--- WRITTEN REQUEST ---
Reproduce the records from the line containing "Retail shelf scan — the product we're looking for is wet" through the line containing "left=427, top=228, right=458, bottom=256", both ends included, keeping every line. Multiply each answer box coordinate by 2 and round to a whole number, with halves rounding up, but leave the sample coordinates in the wording unchanged.

--- GIVEN DATA ---

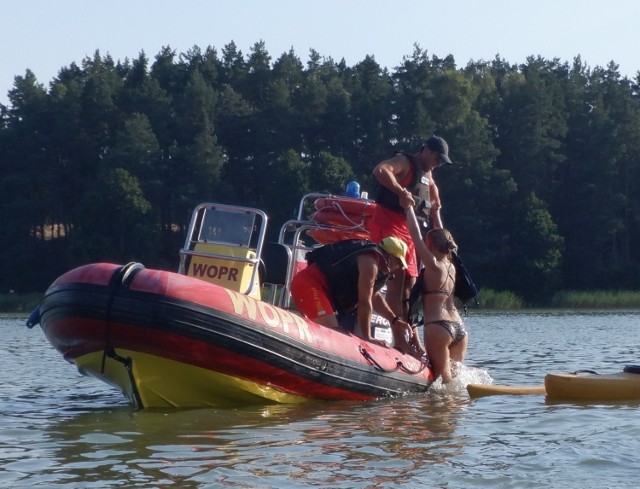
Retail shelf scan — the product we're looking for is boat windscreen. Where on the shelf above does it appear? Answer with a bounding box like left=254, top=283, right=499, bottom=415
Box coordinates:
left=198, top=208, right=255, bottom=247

* * *

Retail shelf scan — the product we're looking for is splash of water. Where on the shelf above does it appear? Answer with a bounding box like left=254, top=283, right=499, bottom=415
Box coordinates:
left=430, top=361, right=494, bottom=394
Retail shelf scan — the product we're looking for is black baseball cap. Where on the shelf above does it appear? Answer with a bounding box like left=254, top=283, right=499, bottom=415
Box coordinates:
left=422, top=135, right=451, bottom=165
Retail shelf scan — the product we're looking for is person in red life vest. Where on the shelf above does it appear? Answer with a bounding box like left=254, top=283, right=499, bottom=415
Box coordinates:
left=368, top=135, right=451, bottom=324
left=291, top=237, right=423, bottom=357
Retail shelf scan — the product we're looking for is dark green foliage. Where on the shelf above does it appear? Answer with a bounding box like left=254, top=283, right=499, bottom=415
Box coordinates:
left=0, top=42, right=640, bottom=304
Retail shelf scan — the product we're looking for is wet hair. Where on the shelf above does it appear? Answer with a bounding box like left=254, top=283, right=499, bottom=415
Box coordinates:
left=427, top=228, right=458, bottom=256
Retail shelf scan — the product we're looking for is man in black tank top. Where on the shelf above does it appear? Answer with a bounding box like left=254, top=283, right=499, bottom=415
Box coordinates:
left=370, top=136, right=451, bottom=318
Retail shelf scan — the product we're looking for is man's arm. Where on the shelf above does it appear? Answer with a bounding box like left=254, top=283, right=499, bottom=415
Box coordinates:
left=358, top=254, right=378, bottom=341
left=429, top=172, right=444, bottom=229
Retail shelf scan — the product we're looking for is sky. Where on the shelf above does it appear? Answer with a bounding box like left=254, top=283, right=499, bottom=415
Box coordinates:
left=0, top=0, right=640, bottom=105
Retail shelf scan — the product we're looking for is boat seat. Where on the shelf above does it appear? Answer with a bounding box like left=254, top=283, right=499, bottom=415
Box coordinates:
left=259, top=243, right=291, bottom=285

--- OUTPUT OF THE EXERCISE ---
Retail shelf scan — the product we're looking for is wet hair. Where on the shelf above does it appear? Answer with a bounding box like left=254, top=283, right=499, bottom=415
Box coordinates:
left=854, top=456, right=916, bottom=512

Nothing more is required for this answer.